--- Task inputs Enclosed Below ---

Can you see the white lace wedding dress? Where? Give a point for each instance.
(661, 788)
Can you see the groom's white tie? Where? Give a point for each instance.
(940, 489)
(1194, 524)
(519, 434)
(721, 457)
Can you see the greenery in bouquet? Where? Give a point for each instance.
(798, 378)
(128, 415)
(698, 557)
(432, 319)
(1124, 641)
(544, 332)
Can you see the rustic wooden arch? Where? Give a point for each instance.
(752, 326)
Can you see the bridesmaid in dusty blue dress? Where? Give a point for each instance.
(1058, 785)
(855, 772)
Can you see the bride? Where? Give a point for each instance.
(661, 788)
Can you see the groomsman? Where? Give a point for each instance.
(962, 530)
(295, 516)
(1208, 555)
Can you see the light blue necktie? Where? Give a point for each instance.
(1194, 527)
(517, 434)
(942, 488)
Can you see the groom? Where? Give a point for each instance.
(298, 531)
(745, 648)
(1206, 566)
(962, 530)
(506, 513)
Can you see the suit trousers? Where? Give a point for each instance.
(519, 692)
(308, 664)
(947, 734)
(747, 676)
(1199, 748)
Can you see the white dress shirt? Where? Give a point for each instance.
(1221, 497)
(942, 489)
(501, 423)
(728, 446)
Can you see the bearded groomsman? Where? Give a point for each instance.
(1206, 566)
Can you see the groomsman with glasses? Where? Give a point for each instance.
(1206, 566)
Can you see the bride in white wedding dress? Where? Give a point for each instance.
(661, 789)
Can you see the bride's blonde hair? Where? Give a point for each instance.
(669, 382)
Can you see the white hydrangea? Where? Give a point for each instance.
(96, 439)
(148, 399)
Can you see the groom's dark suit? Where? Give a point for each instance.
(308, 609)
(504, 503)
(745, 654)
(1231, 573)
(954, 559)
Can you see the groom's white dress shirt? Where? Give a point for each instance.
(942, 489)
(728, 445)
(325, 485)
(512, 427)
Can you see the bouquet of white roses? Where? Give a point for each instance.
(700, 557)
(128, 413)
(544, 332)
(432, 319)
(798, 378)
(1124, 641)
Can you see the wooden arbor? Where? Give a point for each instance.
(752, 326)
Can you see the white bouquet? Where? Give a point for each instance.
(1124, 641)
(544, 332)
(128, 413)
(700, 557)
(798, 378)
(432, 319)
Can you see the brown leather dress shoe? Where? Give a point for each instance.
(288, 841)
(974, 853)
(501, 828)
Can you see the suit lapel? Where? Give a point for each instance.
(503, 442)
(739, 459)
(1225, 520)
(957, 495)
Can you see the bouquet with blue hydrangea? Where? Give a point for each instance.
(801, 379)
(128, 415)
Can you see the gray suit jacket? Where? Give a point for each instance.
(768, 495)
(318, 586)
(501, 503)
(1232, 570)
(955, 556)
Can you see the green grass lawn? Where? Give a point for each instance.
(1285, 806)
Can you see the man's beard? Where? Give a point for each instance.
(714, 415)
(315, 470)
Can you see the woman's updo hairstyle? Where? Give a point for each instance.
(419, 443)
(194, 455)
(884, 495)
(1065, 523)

--- End of Enclosed Task inputs ---
--- Task inputs Enclosed Below ---

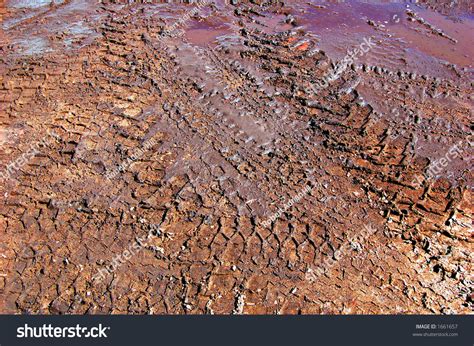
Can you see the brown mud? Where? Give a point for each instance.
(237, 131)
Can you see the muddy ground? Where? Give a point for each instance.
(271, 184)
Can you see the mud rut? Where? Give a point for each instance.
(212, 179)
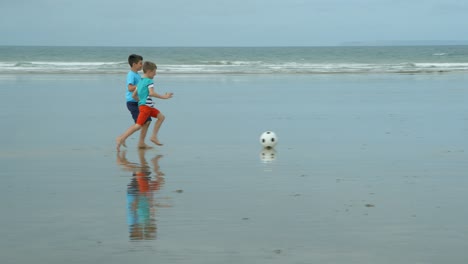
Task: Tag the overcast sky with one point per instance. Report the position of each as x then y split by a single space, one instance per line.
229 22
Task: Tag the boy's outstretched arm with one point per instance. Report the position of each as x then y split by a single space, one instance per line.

--- End of Enclosed Task inputs ---

Task goal:
Leaving pictures out, output the lines of the data above from the one with "Can you see the mud rut?" through the one with "Task: Tag the boy's", word for word.

Solution to this problem:
Can you see the mud rut? Where? Give a point for each instance.
(212, 179)
Task: Tag the overcast sky with one point per instance. Report the position of each as x then y split by a single space, one instance per line.
229 22
Task: Tag the boy's outstretched arm with one point per instance. Report the position of each as x then y split by a single space, one instance per line.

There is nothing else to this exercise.